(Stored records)
------------------------------------------------
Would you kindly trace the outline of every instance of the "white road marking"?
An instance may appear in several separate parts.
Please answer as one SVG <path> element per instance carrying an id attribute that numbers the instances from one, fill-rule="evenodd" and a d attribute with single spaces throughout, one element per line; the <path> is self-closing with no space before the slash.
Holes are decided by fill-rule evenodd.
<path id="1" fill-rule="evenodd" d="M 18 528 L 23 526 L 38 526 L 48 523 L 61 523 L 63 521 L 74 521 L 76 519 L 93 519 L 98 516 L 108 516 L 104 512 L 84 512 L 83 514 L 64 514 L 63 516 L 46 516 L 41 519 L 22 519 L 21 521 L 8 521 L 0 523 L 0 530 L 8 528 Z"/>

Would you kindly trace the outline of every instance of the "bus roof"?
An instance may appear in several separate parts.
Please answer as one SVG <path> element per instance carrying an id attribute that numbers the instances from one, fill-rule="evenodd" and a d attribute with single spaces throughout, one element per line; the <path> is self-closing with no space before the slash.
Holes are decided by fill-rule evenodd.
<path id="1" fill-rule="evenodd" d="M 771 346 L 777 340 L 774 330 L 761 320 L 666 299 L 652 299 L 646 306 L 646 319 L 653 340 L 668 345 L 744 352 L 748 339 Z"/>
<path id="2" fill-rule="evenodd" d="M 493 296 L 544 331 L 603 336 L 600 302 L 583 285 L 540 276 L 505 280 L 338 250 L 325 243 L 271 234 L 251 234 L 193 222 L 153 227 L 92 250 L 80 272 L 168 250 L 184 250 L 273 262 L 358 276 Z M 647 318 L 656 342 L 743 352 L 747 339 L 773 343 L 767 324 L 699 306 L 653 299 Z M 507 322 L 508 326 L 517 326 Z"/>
------------------------------------------------
REQUIREMENT
Print each entry above exactly as given.

ANSWER FOR THIS EXERCISE
Would you kindly trace the outline of every instance of the "white road marking"?
An instance may appear in several separate parts.
Please answer as one SVG <path> element per instance carrying an id attribute that numbers the instances from one, fill-rule="evenodd" and a d attribute with single spaces throughout, one element per line; the <path> is self-closing with no space before the slash.
Holes are decided by fill-rule evenodd.
<path id="1" fill-rule="evenodd" d="M 18 528 L 23 526 L 38 526 L 48 523 L 61 523 L 63 521 L 74 521 L 76 519 L 93 519 L 98 516 L 108 516 L 104 512 L 84 512 L 83 514 L 64 514 L 63 516 L 46 516 L 41 519 L 22 519 L 21 521 L 8 521 L 0 523 L 0 530 L 8 528 Z"/>

Would you kindly trace the outline of every instance of the "bus roof"?
An instance may appear in several separate parts.
Please answer as one SVG <path> element per instance carrying an id attribute that numbers the instances from one, fill-rule="evenodd" and a d attribute with single spaces throughout, one element per line; the <path> is self-closing with no space before the slash.
Holes are decided by fill-rule evenodd.
<path id="1" fill-rule="evenodd" d="M 771 346 L 777 340 L 774 330 L 761 320 L 666 299 L 652 299 L 646 306 L 646 319 L 653 340 L 668 345 L 744 352 L 748 339 Z"/>
<path id="2" fill-rule="evenodd" d="M 493 296 L 544 331 L 603 336 L 600 302 L 583 285 L 540 276 L 505 280 L 338 250 L 325 243 L 271 234 L 251 234 L 193 222 L 153 227 L 92 250 L 80 272 L 168 250 L 184 250 L 273 262 L 358 276 Z M 647 318 L 656 342 L 743 352 L 747 339 L 773 343 L 767 324 L 699 306 L 653 299 Z M 507 322 L 508 326 L 517 326 Z"/>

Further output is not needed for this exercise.